> _Problem statement_:
Please pick out each line below that contains the word "snow", and copy those lines in full.

> _Working data_:
#####

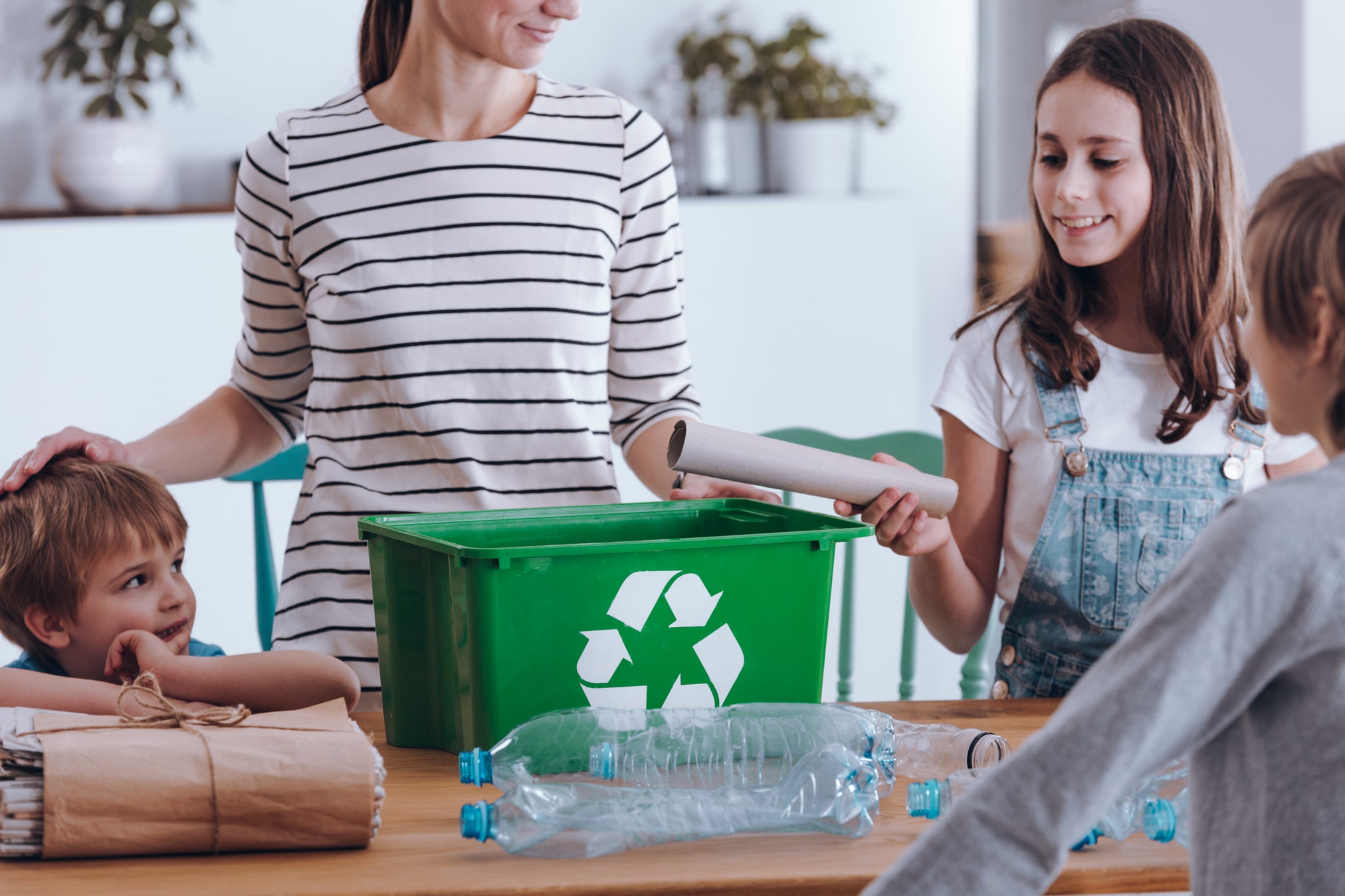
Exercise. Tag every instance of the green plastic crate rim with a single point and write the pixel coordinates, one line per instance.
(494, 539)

#####

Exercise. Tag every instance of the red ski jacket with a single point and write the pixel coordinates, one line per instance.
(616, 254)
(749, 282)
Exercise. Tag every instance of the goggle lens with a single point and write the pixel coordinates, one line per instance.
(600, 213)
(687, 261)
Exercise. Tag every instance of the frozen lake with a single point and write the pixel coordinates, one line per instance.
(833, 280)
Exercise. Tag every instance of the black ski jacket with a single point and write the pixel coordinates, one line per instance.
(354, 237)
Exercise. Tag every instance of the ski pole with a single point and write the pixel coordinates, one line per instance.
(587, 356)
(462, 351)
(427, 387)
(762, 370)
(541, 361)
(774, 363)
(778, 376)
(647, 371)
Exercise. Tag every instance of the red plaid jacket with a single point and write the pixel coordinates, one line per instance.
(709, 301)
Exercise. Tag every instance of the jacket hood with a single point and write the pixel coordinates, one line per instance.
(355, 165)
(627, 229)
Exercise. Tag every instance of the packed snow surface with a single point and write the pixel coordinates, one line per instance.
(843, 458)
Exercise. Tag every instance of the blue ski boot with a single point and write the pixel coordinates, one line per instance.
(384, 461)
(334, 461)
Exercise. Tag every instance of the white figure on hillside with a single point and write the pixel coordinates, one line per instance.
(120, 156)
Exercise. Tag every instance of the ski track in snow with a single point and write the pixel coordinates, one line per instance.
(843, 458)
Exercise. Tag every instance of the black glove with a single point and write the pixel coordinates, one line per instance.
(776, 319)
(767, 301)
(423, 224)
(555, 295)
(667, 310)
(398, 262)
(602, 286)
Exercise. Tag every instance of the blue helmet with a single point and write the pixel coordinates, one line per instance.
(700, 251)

#####

> _Output of the exercise_:
Exercise. Tag every instance of the packed snow surface with a single point and write the pixel coordinates, one line per instance.
Exercise. Tag every instance of the ski track in snow with a single point and write the pixel coordinates, one line per instance.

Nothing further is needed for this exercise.